(Excerpts of bounding box data)
(begin)
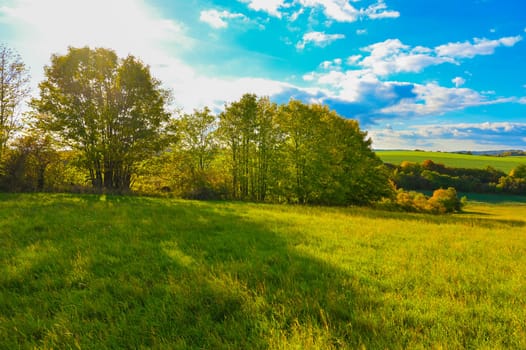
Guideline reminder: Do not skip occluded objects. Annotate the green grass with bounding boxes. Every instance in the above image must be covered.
[0,194,526,349]
[376,151,526,174]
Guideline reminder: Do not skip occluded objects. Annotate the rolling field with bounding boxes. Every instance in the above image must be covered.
[375,151,526,174]
[0,194,526,349]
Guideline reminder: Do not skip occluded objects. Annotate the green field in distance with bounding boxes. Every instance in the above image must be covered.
[376,151,526,173]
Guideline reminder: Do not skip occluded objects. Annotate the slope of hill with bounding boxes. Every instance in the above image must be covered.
[0,194,526,349]
[376,151,526,173]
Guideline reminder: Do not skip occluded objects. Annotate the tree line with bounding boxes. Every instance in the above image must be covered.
[0,46,394,205]
[387,160,526,195]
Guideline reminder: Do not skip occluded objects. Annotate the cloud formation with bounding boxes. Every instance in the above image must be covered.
[435,35,522,58]
[239,0,287,18]
[296,32,345,50]
[369,122,526,152]
[238,0,400,23]
[199,10,248,29]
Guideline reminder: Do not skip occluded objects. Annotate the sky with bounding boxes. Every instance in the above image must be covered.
[0,0,526,151]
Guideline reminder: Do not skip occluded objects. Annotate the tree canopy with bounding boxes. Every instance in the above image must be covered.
[32,47,170,191]
[0,45,29,161]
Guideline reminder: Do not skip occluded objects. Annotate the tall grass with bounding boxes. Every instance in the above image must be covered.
[0,195,526,349]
(end)
* _AIM_:
Switch "cloud formation" to "cloud bank" and write out the stretch of rows from the line containing "the green field" through the end of the rows, leaving everything else unchanged.

* _ANSWER TO THE PROBLEM_:
Guideline reminder: Do not skip occluded objects. Annotate the green field in distance with bounding boxes. Every instance in the above image must be covered.
[376,151,526,173]
Guideline reminder: Do not skip occluded objects. Annotate the slope of hill with bounding boxes. Every instance in the above image must be covered.
[0,194,526,349]
[376,151,526,173]
Guideline reminder: Do not skip occluded objects. Annotate the tree line with bounding boxes. Every instance in the above image must be covered.
[0,46,394,205]
[387,160,526,195]
Guideline reminder: Do not skip occluded objects. Annotate the cloud bank with bounding boxes. Every instance in the above image must be covered.
[435,35,522,58]
[239,0,287,18]
[296,32,345,50]
[369,122,526,152]
[238,0,400,23]
[199,10,248,29]
Guideline reminder: Do not skip occluded objects. Annotate the sky with bounding boxes. Every instance in the above image must be covered.
[0,0,526,151]
Guideline reminder: Do not skip occluded objects. Annotate the tree canopy with bounding boxes. Every instance in the above image must be covered.
[32,47,170,191]
[0,45,29,161]
Guideline reminder: Do not skip occluded objects. Annotate the tall grass with bounding boxes. Every instance in the above image must be covered.
[0,195,526,349]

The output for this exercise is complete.